# [課題 A]
サトシが電話をかける場面を描いた本文抜粋を読み、「そして、部屋の隅からエロ本を取り出し、ベルトを外しズボンを降ろしはじめた…。」で始まり「サトシは残念そうに店長にwそう問う。」で終わる部分を、一字も変えずに書き写しなさい。

# [本文抜粋]
サトシが小さくガッツポーズしながら登場!

サトシの部屋。
サトシ帰宅。

ギターを手に曲を作ろうとする…が、すぐにやめてしまった。
そして、部屋の隅からエロ本を取り出し、ベルトを外しズボンを降ろしはじめた…。
そして、その雑誌を広げて見ながら電話をかけはじめた。
(デリヘル待機部屋にいるコウジマの携帯がけたたましく呼び出し音を挙げる)
サトシは、携帯は持っていないので固定電話の子機だったが…。
子機の向こうから…
『お電話ありがとうございます!デリバリーヘルス【完熟娘】です!』
と、コウジマの声。
『指名したいんだけど。ーアズサ…ちゃん?』
サトシは雑誌の写真を見ながらアズサを指名した。
『申し訳ございません。アズサは予約がいっぱいで』
『そっかぁ…いつなら空いてるの?』
サトシは残念そうに店長にwそう問う。
『1ヶ月は難しいかと』
『1ヶ月?!』
コウジマの返答に驚きの声を挙げるサトシ。
『当店一番人気でございますので』

# [課題 B]
下のリストのうち、「Please identify the blurred」を含む行から始まりリストの最後の行で終わる範囲だけを、依頼文も含めてすべて書き直しなさい。その際、解答にある座標の数値にはどれも9を加えること。

# [提示リスト]

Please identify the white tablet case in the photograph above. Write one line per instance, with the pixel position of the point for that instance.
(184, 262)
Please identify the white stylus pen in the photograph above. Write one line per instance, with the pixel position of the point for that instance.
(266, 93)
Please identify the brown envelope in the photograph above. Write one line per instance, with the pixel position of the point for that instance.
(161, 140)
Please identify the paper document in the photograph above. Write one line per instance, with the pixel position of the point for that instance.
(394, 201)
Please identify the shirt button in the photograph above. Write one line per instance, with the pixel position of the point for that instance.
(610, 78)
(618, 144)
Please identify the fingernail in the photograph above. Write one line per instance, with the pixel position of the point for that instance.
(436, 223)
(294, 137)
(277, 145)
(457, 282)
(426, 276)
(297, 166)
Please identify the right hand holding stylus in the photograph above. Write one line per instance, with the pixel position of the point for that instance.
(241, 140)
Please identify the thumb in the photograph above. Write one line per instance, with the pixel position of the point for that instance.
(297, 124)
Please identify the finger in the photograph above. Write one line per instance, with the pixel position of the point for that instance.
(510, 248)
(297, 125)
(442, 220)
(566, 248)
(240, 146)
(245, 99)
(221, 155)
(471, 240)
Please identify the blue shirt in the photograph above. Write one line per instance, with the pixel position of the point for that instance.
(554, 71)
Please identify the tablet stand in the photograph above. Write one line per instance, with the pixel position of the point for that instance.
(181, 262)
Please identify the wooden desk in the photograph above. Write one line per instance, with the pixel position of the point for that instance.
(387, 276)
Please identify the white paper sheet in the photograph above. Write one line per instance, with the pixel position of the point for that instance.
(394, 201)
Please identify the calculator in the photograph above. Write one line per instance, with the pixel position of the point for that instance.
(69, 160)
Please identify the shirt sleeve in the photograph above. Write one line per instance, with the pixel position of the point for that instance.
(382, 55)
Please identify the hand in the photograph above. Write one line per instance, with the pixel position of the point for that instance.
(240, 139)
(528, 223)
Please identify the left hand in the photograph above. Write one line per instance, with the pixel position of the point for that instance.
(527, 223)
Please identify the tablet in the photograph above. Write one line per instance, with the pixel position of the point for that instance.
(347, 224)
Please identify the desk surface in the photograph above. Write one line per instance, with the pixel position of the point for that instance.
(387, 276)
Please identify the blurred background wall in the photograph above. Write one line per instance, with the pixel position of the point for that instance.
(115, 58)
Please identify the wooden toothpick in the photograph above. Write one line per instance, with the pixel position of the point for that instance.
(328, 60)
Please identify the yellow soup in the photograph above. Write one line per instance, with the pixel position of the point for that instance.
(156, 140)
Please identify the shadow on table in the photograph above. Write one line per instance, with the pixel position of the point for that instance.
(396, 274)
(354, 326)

# [解答 A]
そして、部屋の隅からエロ本を取り出し、ベルトを外しズボンを降ろしはじめた…。
そして、その雑誌を広げて見ながら電話をかけはじめた。
(デリヘル待機部屋にいるコウジマの携帯がけたたましく呼び出し音を挙げる)
サトシは、携帯は持っていないので固定電話の子機だったが…。
子機の向こうから…
『お電話ありがとうございます!デリバリーヘルス【完熟娘】です!』
と、コウジマの声。
『指名したいんだけど。ーアズサ…ちゃん?』
サトシは雑誌の写真を見ながらアズサを指名した。
『申し訳ございません。アズサは予約がいっぱいで』
『そっかぁ…いつなら空いてるの?』
サトシは残念そうに店長にwそう問う。

# [解答 B]
Please identify the blurred background wall in the photograph above. Write one line per instance, with the pixel position of the point for that instance.
(124, 67)
Please identify the wooden toothpick in the photograph above. Write one line per instance, with the pixel position of the point for that instance.
(337, 69)
Please identify the yellow soup in the photograph above. Write one line per instance, with the pixel position of the point for that instance.
(165, 149)
Please identify the shadow on table in the photograph above. Write one line per instance, with the pixel position of the point for that instance.
(405, 283)
(363, 335)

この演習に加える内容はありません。